▸ Prompt A:
Update the lens AF thread: give again the part that opens with the words "However, the 400mm" and closes with "reasonably fast focusing.", with "echelon" changed to "tier".

** start Text excerpt **

# Which telephoto lens has the fastest AF



## brendan (Dec 13, 2011)

Im shooting very fast paced sports and was wondering which telephoto lens would be best?


----------



## branden (Dec 13, 2011)

Your name seems familiar...


----------



## B-Man (Dec 13, 2011)

i think in order to have a fast AF, you need a decent camera body? no? yes?


----------



## Mt Spokane Photography (Dec 13, 2011)

Canon does not spec AF speeds, so you may get opinions from users about their favorite lens.

However, the 400mm f/2.8 is THE popular lens for professional photographers at sporting events, so its certainly in the very top echelon.

If you are looking for budget priced lenses, it depends on the focal length and price range. The 70-200mm f/2.8L is excellent, my 85mm f/2.8 is very fast for a low cost. My 135mm L is also reasonably fast focusing.

Not all of the "L" lenses are fact focusing, my 100-400mm L is not super fast, for example, while the 400mm f/5.6 L is reasonably fast for a under $1500 lens. The 85mm L, is noted for being slow to focus, but its not intended for sports, and is fast enough for portraits.

** end Text excerpt **
** start Data to process **

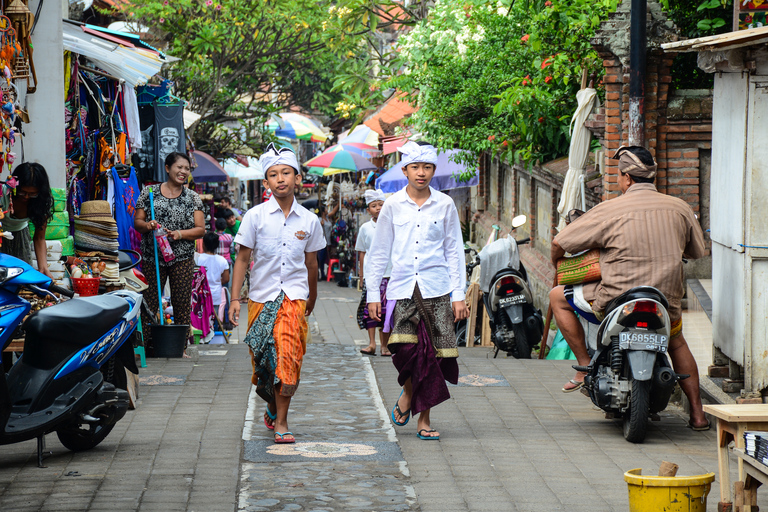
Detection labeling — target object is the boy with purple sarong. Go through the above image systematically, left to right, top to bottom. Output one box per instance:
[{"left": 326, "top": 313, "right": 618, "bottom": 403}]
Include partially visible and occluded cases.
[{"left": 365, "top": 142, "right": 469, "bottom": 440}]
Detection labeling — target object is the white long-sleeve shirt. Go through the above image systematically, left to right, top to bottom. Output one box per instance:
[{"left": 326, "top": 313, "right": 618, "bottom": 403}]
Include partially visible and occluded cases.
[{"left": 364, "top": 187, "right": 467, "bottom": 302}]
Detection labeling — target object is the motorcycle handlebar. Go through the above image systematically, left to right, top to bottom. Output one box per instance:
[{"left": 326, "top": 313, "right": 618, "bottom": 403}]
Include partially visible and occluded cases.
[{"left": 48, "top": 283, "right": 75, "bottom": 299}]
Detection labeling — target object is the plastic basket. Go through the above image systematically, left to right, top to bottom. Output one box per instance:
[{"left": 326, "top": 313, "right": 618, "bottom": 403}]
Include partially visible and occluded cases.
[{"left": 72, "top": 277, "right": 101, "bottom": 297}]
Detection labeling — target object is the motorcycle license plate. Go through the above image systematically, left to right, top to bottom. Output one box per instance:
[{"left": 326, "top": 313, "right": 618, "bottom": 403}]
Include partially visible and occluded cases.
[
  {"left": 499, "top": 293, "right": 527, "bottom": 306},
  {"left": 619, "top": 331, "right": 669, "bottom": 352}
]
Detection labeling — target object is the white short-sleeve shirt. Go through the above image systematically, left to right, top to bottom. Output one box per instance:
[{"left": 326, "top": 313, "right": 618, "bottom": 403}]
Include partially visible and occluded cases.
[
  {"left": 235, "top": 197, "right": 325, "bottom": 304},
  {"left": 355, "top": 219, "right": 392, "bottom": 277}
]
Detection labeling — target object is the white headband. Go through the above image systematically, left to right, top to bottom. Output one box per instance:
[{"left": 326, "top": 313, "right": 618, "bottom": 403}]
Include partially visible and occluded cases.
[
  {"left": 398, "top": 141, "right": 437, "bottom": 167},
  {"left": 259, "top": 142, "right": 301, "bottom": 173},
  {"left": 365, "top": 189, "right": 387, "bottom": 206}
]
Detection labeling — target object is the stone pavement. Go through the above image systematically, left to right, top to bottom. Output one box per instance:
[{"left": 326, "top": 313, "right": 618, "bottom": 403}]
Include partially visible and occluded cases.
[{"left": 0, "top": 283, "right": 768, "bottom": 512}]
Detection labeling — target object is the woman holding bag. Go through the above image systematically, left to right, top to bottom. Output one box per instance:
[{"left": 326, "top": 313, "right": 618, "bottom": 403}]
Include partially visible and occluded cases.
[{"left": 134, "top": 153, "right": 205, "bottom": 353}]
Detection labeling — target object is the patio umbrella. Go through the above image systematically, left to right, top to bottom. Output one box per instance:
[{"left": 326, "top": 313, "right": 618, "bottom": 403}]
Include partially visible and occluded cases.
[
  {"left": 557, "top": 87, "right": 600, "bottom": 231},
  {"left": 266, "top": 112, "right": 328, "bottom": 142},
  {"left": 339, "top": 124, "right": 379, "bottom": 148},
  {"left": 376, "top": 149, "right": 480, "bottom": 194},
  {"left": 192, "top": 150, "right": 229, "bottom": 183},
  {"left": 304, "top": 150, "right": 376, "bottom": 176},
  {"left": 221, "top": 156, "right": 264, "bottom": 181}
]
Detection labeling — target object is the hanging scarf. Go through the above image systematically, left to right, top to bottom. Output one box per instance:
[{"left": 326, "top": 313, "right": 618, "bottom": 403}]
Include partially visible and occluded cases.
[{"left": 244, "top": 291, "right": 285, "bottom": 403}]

** end Data to process **

▸ Prompt B:
Collect each line of the listing that contains the string "shirt".

▸ Full response A:
However, the 400mm f/2.8 is THE popular lens for professional photographers at sporting events, so its certainly in the very top tier.

If you are looking for budget priced lenses, it depends on the focal length and price range. The 70-200mm f/2.8L is excellent, my 85mm f/2.8 is very fast for a low cost. My 135mm L is also reasonably fast focusing.

▸ Full response B:
Detection labeling — target object is the white long-sleeve shirt. Go through the above image systematically, left to right, top to bottom. Output one box per instance:
Detection labeling — target object is the white short-sleeve shirt. Go through the above image systematically, left to right, top to bottom. Output one box per instance:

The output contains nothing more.